### [TASK LIST]
1) In the Lucene commit message, rename "sorting" to "ordering" and give that passage again. Begin at the words "You are viewing" and stop after "problem with sorting.".
2) List every date-and-time stamp in the Lucene commit message.
3) Pick up the Lucene commit diff where it stops and continue it.

** BEGIN DOCUMENT PASSAGE **

You are viewing a plain text version of this content. The canonical link for it is here.
Posted to dev@lucene.apache.org by cu...@apache.org on 2004/02/24 21:41:16 UTC
cvs commit: jakarta-lucene/src/java/org/apache/lucene/search StringSortedHitQueue.java
cutting 2004/02/24 12:41:16
Modified: src/java/org/apache/lucene/search StringSortedHitQueue.java
Log:
Fixed problem with sorting.
Revision Changes Path
1.3 +62 -14 jakarta-lucene/src/java/org/apache/lucene/search/StringSortedHitQueue.java
Index: StringSortedHitQueue.java
===================================================================
RCS file: /home/cvs/jakarta-lucene/src/java/org/apache/lucene/search/StringSortedHitQueue.java,v
retrieving revision 1.2
retrieving revision 1.3
diff -u -r1.2 -r1.3
--- StringSortedHitQueue.java 24 Feb 2004 19:34:58 -0000 1.2
+++ StringSortedHitQueue.java 24 Feb 2004 20:41:16 -0000 1.3
@@ -26,8 +26,9 @@
/**
* Expert: A sorted hit queue for fields that contain string values.
* Hits are sorted into the queue by the values in the field and then by document number.
- * The internal cache contains integers - the strings are sorted and
- * then only their sequence number cached.
+ * Warning: The internal cache could be quite large, depending on the number of terms
+ * in the field! All the terms are kept in memory, as well as a sorted array of
+ * integers representing their relative position.
*
* <p>Created: Feb 2, 2004 9:26:33 AM
*
@@ -68,21 +69,24 @@
/**
* Returns a comparator for sorting hits according to a field containing strings.
* @param reader Index to use.
- * @param field Field containg string values.
+ * @param fieldname Field containg string values.
* @return Comparator for sorting hits.
* @throws IOException If an error occurs reading the index.
*/
- static ScoreDocLookupComparator comparator (final IndexReader reader, final String field)

** END DOCUMENT PASSAGE **
** BEGIN PROVIDED DATA **

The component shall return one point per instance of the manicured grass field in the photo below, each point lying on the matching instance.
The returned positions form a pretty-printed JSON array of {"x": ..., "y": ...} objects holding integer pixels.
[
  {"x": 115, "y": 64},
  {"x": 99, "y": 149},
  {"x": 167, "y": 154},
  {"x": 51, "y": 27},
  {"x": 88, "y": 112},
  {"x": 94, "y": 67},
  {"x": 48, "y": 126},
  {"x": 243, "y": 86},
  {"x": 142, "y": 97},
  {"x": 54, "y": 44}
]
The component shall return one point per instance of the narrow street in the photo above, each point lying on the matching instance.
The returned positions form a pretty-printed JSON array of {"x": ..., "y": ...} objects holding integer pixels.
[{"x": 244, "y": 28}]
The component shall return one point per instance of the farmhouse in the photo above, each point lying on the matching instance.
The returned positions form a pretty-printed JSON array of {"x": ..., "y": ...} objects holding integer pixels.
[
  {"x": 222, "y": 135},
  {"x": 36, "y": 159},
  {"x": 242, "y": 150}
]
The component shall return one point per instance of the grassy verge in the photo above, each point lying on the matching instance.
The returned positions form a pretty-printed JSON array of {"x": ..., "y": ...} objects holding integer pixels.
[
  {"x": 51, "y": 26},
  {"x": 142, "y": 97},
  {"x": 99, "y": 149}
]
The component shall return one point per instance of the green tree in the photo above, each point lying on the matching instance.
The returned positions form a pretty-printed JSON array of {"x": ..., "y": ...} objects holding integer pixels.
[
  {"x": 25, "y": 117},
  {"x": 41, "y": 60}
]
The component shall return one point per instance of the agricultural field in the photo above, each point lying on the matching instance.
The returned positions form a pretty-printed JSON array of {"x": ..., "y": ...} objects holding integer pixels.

** END PROVIDED DATA **

### [FINAL RESULTS]
1)
You are viewing a plain text version of this content. The canonical link for it is here.
Posted to dev@lucene.apache.org by cu...@apache.org on 2004/02/24 21:41:16 UTC
cvs commit: jakarta-lucene/src/java/org/apache/lucene/search StringSortedHitQueue.java
cutting 2004/02/24 12:41:16
Modified: src/java/org/apache/lucene/search StringSortedHitQueue.java
Log:
Fixed problem with ordering.

2)
- 2004/02/24 21:41:16 UTC
- 2004/02/24 12:41:16
- 24 Feb 2004 19:34:58
- 24 Feb 2004 20:41:16
- Feb 2, 2004 9:26:33 AM

3)
+ static ScoreDocLookupComparator comparator (final IndexReader reader, final String fieldname)
throws IOException {
+ final String field = fieldname.intern();
return new ScoreDocLookupComparator() {
/** The sort information being used by this instance */
protected final int[] fieldOrder = generateSortIndex();
+ protected String[] terms;
private final int[] generateSortIndex()
throws IOException {
final int[] retArray = new int[reader.maxDoc()];
+ final String[] mterms = new String[reader.maxDoc()]; // guess length
TermEnum enumerator = reader.terms (new Term (field, ""));
TermDocs termDocs = reader.termDocs();
@@ -98,22 +102,43 @@
// following loop will automatically sort the
// terms in the correct order.
+ // if a given document has more than one term
+ // in the field, only the last one will be used.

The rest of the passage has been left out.